** Start of DATA FOR THIS TASK **

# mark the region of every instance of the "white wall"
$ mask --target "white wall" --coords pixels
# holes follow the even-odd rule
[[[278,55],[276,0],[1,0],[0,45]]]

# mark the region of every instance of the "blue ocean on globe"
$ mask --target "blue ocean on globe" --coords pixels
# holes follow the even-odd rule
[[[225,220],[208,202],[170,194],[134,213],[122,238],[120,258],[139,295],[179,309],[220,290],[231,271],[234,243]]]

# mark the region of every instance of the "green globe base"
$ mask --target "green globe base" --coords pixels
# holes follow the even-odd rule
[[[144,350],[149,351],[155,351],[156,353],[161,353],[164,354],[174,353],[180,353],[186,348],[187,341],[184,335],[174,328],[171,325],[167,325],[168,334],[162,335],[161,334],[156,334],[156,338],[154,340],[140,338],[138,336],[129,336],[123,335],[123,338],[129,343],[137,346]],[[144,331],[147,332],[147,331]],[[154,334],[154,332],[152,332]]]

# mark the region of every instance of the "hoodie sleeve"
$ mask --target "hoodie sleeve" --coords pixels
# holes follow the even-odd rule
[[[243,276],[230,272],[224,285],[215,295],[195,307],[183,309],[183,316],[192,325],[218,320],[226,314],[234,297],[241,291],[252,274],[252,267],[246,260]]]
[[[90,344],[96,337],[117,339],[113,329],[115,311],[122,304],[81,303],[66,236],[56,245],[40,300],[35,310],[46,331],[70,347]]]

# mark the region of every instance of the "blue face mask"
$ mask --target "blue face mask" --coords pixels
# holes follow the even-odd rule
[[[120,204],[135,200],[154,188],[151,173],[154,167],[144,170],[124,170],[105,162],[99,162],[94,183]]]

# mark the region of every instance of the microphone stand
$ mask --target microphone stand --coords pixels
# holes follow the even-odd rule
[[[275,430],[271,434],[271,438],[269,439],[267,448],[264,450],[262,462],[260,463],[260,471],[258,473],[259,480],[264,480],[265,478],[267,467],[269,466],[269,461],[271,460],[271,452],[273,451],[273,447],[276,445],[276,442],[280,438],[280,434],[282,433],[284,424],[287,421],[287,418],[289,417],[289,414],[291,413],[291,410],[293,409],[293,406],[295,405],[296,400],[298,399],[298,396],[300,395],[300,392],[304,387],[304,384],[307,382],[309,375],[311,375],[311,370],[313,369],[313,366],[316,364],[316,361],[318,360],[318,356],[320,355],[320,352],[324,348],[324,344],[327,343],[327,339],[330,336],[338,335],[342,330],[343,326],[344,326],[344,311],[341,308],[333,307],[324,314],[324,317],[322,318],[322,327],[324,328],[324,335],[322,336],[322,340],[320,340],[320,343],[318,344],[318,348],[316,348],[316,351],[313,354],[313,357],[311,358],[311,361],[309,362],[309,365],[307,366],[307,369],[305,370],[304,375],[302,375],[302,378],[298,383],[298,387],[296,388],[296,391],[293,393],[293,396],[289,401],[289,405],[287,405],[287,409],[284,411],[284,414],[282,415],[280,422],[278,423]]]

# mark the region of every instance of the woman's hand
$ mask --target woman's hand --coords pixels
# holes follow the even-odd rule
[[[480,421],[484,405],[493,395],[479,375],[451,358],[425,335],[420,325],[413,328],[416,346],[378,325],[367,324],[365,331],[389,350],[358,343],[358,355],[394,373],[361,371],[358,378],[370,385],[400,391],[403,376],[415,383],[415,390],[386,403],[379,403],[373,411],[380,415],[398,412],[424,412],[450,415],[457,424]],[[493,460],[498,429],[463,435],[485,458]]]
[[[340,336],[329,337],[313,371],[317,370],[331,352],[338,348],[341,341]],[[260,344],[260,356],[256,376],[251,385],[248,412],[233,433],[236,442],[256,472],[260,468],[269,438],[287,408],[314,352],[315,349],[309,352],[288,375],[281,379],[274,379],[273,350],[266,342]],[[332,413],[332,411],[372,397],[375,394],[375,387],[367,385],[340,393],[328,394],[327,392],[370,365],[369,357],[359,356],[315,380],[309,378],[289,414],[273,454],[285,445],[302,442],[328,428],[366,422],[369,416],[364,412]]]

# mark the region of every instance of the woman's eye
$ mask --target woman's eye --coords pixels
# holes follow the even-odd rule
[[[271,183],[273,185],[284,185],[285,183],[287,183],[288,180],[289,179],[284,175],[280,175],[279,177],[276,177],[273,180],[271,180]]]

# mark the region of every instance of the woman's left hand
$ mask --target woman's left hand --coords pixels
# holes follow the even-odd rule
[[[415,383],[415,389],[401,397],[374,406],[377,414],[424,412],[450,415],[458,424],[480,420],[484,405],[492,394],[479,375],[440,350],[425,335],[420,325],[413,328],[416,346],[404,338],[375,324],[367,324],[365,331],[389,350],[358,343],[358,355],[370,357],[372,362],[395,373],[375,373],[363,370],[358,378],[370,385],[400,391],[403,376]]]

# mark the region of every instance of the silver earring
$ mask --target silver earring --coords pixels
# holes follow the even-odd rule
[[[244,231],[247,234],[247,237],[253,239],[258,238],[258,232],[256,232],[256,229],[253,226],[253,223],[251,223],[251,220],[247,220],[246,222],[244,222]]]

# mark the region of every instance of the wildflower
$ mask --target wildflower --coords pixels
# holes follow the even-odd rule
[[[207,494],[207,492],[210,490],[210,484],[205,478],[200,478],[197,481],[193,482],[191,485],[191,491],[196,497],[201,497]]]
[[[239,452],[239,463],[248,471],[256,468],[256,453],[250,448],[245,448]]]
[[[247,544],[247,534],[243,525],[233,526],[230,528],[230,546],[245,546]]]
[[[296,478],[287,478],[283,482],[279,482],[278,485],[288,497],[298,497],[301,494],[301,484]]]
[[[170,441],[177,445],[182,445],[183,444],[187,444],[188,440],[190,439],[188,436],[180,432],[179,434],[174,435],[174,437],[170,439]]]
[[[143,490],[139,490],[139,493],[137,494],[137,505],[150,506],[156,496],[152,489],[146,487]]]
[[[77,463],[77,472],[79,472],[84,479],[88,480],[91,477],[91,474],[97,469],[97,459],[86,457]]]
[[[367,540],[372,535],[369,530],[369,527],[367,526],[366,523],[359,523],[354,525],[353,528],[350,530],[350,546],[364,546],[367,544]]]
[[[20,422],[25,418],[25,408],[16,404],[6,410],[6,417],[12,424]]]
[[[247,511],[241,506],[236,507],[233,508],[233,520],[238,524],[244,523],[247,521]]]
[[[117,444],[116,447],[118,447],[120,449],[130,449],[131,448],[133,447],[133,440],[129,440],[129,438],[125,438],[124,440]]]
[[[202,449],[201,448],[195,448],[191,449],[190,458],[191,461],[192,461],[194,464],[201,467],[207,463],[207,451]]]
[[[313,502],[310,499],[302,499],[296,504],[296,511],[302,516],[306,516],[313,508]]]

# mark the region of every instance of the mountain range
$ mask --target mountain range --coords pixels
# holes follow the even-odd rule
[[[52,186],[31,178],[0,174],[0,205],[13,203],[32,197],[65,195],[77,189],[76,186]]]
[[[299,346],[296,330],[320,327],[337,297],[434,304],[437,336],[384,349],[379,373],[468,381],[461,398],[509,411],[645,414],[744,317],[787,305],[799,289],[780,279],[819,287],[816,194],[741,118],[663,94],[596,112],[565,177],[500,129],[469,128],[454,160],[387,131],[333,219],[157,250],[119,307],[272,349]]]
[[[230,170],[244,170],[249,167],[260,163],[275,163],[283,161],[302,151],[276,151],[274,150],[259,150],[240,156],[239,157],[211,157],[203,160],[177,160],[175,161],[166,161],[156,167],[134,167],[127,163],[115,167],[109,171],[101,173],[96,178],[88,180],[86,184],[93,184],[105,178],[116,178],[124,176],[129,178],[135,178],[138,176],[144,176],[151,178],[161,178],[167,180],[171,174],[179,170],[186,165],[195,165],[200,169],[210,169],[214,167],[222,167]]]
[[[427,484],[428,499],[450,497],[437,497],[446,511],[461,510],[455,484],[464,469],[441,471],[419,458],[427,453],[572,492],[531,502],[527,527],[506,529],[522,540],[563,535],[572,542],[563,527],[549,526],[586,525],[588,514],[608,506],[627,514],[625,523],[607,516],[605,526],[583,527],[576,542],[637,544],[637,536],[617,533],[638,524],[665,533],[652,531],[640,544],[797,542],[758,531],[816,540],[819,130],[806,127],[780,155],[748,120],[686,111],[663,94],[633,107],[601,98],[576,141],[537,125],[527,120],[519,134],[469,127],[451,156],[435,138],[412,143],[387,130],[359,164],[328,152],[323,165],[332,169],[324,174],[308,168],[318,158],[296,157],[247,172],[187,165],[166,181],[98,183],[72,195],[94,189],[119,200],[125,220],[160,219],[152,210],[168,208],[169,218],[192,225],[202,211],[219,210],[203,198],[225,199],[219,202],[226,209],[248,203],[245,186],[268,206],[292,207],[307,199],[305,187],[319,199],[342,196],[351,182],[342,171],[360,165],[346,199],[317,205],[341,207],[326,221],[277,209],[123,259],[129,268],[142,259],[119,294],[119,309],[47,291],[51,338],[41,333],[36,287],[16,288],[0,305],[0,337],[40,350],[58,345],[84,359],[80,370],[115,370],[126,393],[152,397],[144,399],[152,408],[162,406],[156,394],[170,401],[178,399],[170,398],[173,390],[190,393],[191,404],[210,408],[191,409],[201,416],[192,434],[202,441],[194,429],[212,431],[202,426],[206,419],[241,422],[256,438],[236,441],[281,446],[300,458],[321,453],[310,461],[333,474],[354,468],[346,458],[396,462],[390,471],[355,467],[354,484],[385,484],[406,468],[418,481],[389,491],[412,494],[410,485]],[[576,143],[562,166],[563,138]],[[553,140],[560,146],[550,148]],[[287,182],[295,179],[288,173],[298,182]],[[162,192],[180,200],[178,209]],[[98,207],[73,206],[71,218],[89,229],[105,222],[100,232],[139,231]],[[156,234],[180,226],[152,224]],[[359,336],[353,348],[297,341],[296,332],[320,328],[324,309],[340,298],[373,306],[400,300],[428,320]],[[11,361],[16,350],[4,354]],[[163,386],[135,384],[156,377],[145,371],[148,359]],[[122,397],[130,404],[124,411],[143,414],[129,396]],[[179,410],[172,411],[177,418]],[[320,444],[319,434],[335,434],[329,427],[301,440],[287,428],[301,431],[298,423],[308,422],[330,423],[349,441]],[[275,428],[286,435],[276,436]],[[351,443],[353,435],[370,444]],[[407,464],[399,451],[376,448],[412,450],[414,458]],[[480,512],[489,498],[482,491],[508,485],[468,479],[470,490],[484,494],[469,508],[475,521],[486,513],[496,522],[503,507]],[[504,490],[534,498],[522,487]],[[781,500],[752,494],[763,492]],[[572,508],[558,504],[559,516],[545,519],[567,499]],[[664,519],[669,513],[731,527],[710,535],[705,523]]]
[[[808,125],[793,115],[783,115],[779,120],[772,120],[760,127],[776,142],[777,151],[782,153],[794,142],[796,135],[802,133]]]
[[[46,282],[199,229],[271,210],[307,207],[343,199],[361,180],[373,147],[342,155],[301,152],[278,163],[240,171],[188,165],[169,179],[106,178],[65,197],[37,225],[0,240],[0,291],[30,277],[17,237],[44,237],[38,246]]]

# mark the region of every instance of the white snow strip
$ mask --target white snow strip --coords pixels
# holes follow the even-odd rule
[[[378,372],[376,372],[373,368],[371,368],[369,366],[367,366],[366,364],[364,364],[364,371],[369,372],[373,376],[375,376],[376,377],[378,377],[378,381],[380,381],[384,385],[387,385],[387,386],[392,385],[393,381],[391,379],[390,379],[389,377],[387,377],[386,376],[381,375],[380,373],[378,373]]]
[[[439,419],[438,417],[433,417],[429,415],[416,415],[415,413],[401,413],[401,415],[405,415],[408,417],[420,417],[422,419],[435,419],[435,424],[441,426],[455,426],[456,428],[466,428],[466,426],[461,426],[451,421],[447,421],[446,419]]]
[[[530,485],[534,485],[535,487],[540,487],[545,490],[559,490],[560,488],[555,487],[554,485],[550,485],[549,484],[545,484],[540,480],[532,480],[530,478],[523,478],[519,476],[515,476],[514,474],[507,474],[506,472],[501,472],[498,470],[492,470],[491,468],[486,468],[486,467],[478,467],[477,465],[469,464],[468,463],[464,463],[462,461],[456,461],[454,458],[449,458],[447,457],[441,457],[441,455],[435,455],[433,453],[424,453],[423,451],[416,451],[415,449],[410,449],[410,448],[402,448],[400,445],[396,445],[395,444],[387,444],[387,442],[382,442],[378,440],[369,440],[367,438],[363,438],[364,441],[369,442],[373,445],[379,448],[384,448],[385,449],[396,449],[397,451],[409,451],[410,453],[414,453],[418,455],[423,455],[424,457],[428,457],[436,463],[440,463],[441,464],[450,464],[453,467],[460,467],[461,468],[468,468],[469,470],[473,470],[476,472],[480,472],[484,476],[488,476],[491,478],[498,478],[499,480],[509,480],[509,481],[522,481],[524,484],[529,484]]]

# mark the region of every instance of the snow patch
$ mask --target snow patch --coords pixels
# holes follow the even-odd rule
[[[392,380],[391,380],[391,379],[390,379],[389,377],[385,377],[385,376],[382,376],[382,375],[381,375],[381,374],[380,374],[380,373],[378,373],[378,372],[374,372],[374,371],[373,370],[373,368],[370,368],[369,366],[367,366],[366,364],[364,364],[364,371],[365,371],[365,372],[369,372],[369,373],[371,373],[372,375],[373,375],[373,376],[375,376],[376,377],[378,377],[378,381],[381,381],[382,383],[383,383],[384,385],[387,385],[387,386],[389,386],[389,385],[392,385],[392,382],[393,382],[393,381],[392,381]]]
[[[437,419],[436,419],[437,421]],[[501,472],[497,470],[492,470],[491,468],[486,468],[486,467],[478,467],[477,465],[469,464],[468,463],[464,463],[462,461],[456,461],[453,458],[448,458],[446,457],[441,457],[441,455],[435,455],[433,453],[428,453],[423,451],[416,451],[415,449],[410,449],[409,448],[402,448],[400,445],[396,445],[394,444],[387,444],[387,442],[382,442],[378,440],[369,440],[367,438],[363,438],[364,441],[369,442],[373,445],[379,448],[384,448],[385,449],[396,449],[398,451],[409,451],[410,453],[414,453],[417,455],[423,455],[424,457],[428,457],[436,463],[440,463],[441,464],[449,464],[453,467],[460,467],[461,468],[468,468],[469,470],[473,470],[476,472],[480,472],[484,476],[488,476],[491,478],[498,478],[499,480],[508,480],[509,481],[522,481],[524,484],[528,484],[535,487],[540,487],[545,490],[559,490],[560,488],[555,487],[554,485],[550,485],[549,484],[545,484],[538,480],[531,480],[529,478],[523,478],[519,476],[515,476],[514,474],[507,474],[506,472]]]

** End of DATA FOR THIS TASK **

* [YOUR TASK]: Through the last line of the entries above, beginning at the line containing "# mark the region of every instance of the snow", transcribe each line exactly, both ends included and nothing more.

* [WRITTEN ANSWER]:
# mark the region of every instance of the snow patch
$ mask --target snow patch --coords pixels
# holes follow the even-odd rule
[[[392,380],[391,380],[391,379],[390,379],[389,377],[385,377],[385,376],[382,376],[382,375],[381,375],[381,374],[380,374],[380,373],[378,373],[378,372],[374,372],[374,371],[373,370],[373,368],[370,368],[369,366],[367,366],[366,364],[364,364],[364,371],[365,371],[365,372],[369,372],[369,373],[371,373],[372,375],[373,375],[373,376],[375,376],[376,377],[378,377],[378,381],[381,381],[382,383],[383,383],[384,385],[387,385],[387,386],[389,386],[389,385],[392,385],[392,382],[393,382],[393,381],[392,381]]]
[[[437,419],[436,419],[437,421]],[[501,472],[497,470],[492,470],[491,468],[486,468],[486,467],[478,467],[477,465],[469,464],[468,463],[464,463],[462,461],[456,461],[453,458],[448,458],[446,457],[441,457],[441,455],[435,455],[433,453],[428,453],[423,451],[416,451],[415,449],[410,449],[409,448],[402,448],[400,445],[396,445],[394,444],[387,444],[387,442],[382,442],[378,440],[369,440],[367,438],[363,438],[364,441],[369,442],[373,445],[379,448],[384,448],[385,449],[396,449],[398,451],[409,451],[410,453],[414,453],[417,455],[423,455],[424,457],[428,457],[436,463],[440,463],[441,464],[449,464],[453,467],[460,467],[461,468],[468,468],[469,470],[473,470],[476,472],[480,472],[484,476],[488,476],[491,478],[498,478],[499,480],[508,480],[509,481],[522,481],[524,484],[528,484],[535,487],[540,487],[545,490],[559,490],[560,488],[555,487],[554,485],[550,485],[549,484],[545,484],[538,480],[531,480],[529,478],[523,478],[519,476],[515,476],[514,474],[507,474],[506,472]]]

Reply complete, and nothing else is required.